■ **WHAT THIS TASK INVOLVES**
Please retype the records that appear below, exactly and in full.

Items from a data source:
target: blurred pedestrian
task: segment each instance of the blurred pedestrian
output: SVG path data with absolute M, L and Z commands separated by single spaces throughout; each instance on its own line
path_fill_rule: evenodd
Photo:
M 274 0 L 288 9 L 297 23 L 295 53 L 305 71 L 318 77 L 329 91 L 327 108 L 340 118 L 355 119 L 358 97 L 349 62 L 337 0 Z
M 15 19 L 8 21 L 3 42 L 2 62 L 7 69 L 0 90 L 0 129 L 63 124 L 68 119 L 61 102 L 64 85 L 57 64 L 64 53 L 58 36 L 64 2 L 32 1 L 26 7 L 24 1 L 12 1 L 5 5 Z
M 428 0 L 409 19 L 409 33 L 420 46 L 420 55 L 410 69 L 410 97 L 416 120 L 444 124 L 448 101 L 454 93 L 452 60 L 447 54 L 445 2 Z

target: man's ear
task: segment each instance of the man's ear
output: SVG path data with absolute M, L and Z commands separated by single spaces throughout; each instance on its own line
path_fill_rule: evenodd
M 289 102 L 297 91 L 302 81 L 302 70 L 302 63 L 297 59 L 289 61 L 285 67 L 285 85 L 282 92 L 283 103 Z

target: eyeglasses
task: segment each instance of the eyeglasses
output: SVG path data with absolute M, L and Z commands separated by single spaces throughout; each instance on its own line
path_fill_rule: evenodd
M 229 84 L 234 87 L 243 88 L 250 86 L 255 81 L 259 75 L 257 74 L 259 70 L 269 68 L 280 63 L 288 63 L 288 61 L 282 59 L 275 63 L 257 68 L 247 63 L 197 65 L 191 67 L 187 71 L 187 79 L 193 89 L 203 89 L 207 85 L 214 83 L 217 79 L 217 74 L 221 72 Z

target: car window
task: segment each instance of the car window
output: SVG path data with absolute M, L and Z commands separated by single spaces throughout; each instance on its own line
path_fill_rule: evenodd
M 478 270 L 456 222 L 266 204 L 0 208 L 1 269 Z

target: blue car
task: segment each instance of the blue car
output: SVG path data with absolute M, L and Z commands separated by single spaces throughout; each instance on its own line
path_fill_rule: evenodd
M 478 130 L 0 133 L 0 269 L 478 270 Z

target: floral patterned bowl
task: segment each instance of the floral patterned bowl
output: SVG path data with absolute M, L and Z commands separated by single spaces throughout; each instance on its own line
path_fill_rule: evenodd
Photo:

■ **SOLVED PROBLEM**
target: blurred pedestrian
task: segment each instance of the blurred pedestrian
output: SVG path data with absolute M, L and Z commands separated by single spaces throughout; each instance on its own line
path_fill_rule: evenodd
Photo:
M 274 0 L 288 9 L 297 23 L 295 53 L 305 71 L 318 77 L 329 91 L 327 108 L 340 118 L 355 119 L 358 97 L 349 62 L 337 0 Z
M 15 19 L 8 21 L 3 42 L 2 62 L 7 69 L 0 90 L 0 129 L 63 124 L 68 119 L 61 102 L 64 85 L 57 64 L 64 53 L 58 36 L 64 2 L 32 1 L 26 7 L 24 1 L 12 1 L 5 5 Z
M 428 0 L 409 19 L 409 33 L 420 46 L 420 55 L 410 69 L 410 97 L 416 120 L 444 124 L 448 101 L 454 93 L 452 60 L 447 54 L 445 2 Z

target: man's ear
task: segment each instance of the man's ear
output: SVG path data with absolute M, L and Z commands separated by single spaces throughout; each instance on its own line
path_fill_rule: evenodd
M 289 102 L 297 91 L 302 81 L 302 70 L 302 63 L 297 59 L 289 61 L 285 67 L 285 85 L 282 92 L 283 103 Z

target: eyeglasses
task: segment each instance of the eyeglasses
output: SVG path data with absolute M, L and Z commands separated by single spaces throughout; each instance on its own line
path_fill_rule: evenodd
M 229 84 L 234 87 L 243 88 L 250 86 L 255 81 L 259 75 L 257 74 L 259 70 L 269 68 L 280 63 L 288 63 L 288 61 L 282 59 L 275 63 L 257 68 L 247 63 L 197 65 L 191 67 L 187 71 L 187 79 L 193 89 L 203 89 L 207 85 L 214 83 L 217 79 L 217 74 L 221 72 Z

target: car window
task: segment each instance of the car window
output: SVG path data with absolute M, L and Z commands separated by single spaces throughout; each instance on its own line
path_fill_rule: evenodd
M 478 270 L 456 222 L 266 204 L 0 208 L 1 269 Z

target: blue car
task: segment each instance of the blue car
output: SVG path data with absolute M, L and Z commands separated by single spaces throughout; each instance on its own line
path_fill_rule: evenodd
M 478 130 L 0 133 L 0 269 L 478 270 Z

target: floral patterned bowl
task: segment each instance of the floral patterned bowl
output: SVG path data with absolute M, L and Z commands separated by single spaces throughout; each instance on its own line
path_fill_rule: evenodd
Photo:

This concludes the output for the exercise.